### [EXERCISE]
Render the lines as a numbered list, starting at the line containing "Each instance receives one keypoint. Annotate the jacket" and continuing through the last of the items below, with both ends included and blank lines omitted. Leave the pictures out of your answer.
-- start of DATA PROVIDED --
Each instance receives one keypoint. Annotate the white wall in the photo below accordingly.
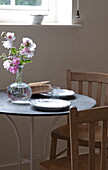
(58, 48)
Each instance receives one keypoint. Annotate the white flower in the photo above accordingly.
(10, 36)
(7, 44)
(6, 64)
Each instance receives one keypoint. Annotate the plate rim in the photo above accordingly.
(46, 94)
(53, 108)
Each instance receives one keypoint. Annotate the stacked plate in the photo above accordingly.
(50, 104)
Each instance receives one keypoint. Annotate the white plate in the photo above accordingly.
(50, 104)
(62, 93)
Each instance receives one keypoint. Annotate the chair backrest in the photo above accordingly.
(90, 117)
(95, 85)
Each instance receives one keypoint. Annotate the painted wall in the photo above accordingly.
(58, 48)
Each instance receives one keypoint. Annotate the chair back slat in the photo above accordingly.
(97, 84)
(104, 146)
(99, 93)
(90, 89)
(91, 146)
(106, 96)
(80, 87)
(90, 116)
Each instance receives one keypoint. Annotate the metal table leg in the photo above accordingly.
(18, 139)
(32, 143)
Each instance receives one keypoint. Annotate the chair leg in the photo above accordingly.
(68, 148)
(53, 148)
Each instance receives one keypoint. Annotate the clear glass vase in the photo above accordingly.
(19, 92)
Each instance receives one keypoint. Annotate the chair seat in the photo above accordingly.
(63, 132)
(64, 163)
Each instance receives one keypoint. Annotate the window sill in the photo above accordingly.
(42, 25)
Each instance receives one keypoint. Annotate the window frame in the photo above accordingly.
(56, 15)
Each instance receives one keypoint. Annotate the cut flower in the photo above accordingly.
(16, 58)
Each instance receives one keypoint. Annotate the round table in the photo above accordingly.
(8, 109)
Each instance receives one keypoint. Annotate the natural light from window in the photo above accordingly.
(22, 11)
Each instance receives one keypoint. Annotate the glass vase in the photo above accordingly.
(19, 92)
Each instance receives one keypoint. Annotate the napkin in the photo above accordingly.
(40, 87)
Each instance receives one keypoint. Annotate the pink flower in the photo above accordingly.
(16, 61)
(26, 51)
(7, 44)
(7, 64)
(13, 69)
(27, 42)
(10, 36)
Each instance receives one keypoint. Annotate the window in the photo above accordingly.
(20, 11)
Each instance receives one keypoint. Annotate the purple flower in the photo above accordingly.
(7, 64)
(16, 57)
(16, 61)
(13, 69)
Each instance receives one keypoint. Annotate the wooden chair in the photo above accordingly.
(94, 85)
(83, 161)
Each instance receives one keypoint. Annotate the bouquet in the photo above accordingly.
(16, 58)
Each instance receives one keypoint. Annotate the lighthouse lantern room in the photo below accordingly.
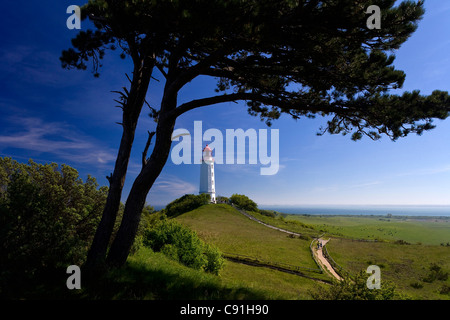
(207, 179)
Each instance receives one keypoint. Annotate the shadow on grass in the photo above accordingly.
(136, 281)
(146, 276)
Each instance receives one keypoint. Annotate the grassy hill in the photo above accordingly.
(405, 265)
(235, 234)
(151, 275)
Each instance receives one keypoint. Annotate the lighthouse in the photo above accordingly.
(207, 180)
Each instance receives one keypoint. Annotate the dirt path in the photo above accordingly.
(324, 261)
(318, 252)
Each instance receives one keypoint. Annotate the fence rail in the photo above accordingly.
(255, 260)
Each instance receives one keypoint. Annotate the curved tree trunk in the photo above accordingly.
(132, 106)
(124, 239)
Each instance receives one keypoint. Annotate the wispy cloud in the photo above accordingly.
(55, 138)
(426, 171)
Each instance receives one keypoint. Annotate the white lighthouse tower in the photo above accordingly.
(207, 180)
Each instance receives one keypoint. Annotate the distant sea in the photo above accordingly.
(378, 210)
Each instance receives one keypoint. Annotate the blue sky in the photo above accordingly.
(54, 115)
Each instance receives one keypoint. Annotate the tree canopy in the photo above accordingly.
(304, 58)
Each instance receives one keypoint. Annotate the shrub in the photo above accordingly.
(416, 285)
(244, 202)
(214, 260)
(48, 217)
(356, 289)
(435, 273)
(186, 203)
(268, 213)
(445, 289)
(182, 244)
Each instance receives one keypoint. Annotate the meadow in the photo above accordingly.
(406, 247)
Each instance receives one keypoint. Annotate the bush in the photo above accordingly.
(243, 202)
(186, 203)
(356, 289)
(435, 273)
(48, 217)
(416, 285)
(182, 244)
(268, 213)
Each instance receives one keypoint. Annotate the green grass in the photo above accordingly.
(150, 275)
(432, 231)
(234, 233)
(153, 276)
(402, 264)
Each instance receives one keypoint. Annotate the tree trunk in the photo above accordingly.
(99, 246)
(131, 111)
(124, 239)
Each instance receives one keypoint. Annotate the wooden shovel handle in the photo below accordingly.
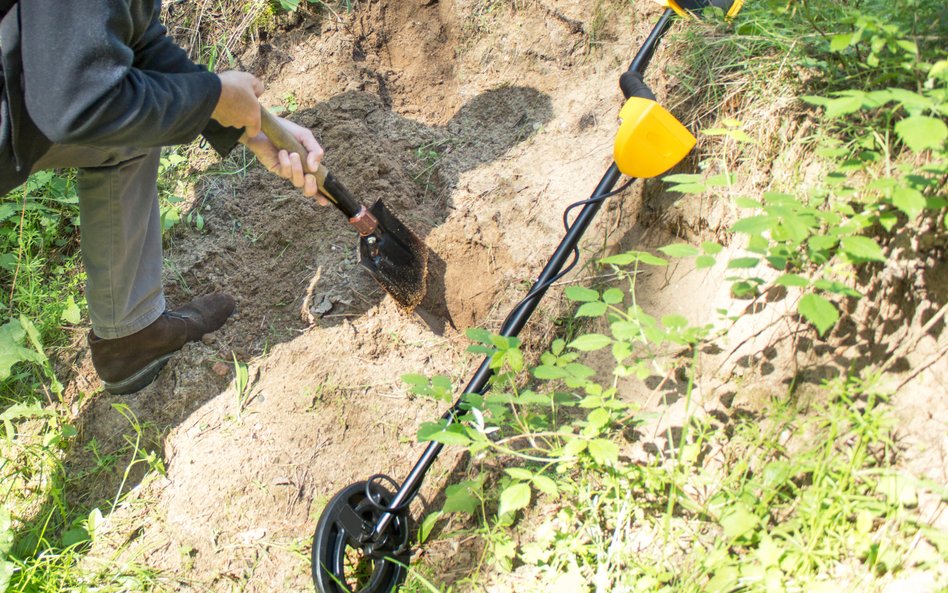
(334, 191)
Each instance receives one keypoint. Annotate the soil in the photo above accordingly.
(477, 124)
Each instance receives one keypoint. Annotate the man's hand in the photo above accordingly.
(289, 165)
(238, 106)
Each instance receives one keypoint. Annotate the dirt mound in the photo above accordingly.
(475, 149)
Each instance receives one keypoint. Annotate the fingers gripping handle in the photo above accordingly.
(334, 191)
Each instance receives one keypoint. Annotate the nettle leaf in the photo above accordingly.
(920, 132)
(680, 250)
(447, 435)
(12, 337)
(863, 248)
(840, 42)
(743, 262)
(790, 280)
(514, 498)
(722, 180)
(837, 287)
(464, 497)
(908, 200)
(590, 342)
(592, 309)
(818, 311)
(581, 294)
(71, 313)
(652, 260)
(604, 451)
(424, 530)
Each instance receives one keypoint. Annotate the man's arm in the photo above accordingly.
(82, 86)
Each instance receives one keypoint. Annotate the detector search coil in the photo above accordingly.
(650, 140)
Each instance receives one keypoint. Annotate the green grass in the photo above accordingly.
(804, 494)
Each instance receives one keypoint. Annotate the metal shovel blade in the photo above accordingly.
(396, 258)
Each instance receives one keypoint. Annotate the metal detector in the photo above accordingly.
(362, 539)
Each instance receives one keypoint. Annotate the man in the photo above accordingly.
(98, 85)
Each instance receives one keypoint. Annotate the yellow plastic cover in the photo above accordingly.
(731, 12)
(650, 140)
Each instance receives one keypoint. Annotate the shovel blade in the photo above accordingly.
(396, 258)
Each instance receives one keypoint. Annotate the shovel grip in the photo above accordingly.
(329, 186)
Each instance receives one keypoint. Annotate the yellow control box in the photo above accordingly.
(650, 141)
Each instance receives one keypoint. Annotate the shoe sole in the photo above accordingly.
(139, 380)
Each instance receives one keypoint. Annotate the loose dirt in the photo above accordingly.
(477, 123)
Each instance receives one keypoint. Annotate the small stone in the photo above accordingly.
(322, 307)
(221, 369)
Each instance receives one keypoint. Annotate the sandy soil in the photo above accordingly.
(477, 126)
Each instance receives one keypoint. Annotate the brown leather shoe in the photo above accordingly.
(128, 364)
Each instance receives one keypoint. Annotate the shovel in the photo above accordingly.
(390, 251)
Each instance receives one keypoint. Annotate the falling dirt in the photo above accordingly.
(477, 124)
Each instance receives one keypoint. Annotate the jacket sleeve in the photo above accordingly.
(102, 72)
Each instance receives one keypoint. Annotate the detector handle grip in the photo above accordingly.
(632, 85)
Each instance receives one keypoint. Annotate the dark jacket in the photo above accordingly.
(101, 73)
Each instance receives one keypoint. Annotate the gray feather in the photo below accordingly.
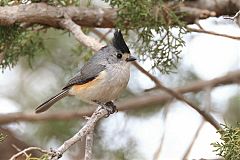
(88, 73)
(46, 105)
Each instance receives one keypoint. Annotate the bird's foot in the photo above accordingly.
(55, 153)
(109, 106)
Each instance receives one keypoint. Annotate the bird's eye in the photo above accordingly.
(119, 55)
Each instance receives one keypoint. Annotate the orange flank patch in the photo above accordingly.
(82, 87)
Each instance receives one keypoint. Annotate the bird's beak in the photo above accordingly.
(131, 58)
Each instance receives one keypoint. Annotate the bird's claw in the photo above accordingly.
-- end of DATA PROVIDED --
### [FINAL RESULT]
1. Each instance receives one keypoint. Annotate the jacket sleeve in the photo above accordingly.
2. (102, 72)
3. Each instance receives one keypoint. Annotate the detector handle grip in the photo above accordingly.
4. (632, 85)
5. Each instance receives one keypoint. Annotate the dark jacket in the photo above accordingly.
6. (101, 73)
7. Each instance receives one keypoint. Annotate the gray feather in the photo below accordingly.
8. (88, 73)
9. (46, 105)
10. Each instance receives one keypoint. Annotate the bird's foot in the photo above accordingly.
11. (55, 153)
12. (109, 106)
13. Each instance receives one keypoint. Annotate the bird's eye in the photo above accordingly.
14. (119, 55)
15. Each instance receives one keypoint. Annotate the orange flank patch in the photo above accordingly.
16. (82, 87)
17. Each instance receives one keypoint. Annotate the bird's beak in the photo above accordingly.
18. (131, 58)
19. Each instance receives one keypoint. Annotate the bird's claw in the photo above accordingly.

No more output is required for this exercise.